"""

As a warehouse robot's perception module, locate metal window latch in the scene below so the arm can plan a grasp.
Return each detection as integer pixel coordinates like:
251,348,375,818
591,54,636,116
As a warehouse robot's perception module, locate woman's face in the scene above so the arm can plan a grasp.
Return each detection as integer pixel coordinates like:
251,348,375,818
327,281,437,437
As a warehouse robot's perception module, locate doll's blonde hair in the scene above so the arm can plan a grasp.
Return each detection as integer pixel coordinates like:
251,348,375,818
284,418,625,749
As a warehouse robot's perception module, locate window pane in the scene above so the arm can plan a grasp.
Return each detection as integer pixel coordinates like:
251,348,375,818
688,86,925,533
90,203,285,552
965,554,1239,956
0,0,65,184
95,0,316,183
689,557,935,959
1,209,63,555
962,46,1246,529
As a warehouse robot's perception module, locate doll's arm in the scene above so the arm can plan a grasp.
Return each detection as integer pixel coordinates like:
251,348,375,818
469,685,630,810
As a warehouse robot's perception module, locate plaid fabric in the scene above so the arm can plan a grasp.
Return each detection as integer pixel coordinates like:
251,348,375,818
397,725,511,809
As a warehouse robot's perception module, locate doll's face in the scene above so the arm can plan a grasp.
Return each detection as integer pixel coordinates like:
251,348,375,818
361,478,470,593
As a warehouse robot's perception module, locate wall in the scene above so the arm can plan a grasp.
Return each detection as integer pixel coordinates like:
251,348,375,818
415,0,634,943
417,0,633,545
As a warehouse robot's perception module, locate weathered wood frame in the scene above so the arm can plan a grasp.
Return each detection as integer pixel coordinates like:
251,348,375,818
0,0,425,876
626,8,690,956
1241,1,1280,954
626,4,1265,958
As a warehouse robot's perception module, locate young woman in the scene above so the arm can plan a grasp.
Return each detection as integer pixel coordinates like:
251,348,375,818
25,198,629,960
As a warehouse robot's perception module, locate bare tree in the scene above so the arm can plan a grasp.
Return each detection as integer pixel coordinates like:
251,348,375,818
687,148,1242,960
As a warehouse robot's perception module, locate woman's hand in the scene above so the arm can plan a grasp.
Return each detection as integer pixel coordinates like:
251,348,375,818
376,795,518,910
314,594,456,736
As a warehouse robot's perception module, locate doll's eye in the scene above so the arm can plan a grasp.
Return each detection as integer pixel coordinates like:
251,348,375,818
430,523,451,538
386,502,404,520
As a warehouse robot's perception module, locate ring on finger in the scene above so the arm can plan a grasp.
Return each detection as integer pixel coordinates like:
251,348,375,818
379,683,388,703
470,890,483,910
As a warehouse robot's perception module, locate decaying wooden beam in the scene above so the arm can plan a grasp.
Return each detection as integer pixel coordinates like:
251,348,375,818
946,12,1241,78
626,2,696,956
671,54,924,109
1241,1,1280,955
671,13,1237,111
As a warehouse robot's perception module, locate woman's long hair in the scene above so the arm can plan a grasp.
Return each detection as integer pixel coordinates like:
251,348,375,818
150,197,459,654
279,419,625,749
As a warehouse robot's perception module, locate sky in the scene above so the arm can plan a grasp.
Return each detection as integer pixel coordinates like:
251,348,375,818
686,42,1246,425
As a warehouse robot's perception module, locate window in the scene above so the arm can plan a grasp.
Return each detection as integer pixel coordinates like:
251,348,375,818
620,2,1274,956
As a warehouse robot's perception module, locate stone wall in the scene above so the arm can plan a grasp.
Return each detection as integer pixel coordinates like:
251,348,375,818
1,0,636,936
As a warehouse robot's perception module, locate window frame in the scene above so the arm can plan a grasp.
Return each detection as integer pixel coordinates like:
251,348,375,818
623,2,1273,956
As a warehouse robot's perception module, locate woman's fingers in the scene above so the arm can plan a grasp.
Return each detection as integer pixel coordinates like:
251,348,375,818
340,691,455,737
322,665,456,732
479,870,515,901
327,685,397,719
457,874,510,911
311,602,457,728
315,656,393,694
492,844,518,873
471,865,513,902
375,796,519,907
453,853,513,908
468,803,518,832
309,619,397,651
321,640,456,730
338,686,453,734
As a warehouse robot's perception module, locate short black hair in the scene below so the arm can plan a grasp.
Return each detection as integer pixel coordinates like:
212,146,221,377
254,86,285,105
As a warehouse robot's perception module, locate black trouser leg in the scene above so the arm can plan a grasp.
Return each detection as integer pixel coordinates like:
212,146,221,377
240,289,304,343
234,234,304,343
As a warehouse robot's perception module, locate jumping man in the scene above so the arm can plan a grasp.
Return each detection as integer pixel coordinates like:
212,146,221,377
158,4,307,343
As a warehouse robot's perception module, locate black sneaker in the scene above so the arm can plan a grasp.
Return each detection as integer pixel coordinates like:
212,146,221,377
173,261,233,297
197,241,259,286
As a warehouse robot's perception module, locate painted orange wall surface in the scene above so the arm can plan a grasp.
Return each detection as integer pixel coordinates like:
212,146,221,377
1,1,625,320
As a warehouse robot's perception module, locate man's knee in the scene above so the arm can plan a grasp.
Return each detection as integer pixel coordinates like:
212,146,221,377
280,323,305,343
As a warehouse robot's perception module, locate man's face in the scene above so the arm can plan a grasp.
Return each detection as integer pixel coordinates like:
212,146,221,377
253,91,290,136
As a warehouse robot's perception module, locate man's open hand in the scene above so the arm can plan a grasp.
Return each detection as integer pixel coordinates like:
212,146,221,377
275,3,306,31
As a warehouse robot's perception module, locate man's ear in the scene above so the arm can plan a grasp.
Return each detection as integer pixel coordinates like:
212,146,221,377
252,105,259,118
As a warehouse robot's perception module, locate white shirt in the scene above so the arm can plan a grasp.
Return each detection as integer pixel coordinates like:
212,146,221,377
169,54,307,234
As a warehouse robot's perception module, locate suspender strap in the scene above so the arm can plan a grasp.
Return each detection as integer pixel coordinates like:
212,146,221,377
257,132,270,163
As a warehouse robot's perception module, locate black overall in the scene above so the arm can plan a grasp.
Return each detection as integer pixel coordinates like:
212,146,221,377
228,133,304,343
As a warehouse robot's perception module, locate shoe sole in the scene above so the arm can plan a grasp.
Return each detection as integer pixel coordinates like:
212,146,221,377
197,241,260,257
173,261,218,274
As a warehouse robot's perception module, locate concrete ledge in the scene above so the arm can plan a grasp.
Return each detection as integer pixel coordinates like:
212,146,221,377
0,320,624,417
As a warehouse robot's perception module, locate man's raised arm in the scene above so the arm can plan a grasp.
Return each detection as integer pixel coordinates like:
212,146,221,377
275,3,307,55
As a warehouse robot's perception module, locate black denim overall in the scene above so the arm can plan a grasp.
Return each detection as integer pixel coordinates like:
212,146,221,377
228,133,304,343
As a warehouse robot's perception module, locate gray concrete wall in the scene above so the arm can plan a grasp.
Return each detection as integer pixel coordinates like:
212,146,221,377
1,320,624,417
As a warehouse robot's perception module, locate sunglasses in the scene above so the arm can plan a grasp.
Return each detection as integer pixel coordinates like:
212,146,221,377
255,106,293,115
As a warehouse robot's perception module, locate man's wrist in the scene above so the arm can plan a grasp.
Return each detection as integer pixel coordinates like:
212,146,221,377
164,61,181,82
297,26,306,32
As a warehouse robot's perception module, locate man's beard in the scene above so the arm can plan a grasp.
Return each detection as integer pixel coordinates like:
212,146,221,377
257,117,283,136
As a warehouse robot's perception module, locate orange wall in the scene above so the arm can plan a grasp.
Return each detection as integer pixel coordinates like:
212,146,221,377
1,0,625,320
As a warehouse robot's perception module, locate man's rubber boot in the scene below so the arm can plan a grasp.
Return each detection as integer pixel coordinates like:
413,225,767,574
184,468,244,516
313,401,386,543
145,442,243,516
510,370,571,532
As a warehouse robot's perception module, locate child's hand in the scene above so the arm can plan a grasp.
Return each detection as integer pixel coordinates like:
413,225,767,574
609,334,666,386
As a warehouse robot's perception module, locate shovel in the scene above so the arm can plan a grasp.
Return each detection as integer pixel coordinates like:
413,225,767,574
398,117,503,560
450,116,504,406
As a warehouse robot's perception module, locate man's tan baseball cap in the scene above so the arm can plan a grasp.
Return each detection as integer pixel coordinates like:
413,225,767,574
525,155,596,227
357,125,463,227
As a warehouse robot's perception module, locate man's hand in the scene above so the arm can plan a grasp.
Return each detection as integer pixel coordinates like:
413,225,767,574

"""

▶ **Assigned task**:
Using the material above, gather every line that includes "concrete".

▶ **Solution to this task**:
As a warehouse robot's perception module, locate concrete ledge in the scene above so the arm can plan a grasp.
As a warehouse robot's perception module, locate gray concrete wall in the scene above so the arm can plan a grasp.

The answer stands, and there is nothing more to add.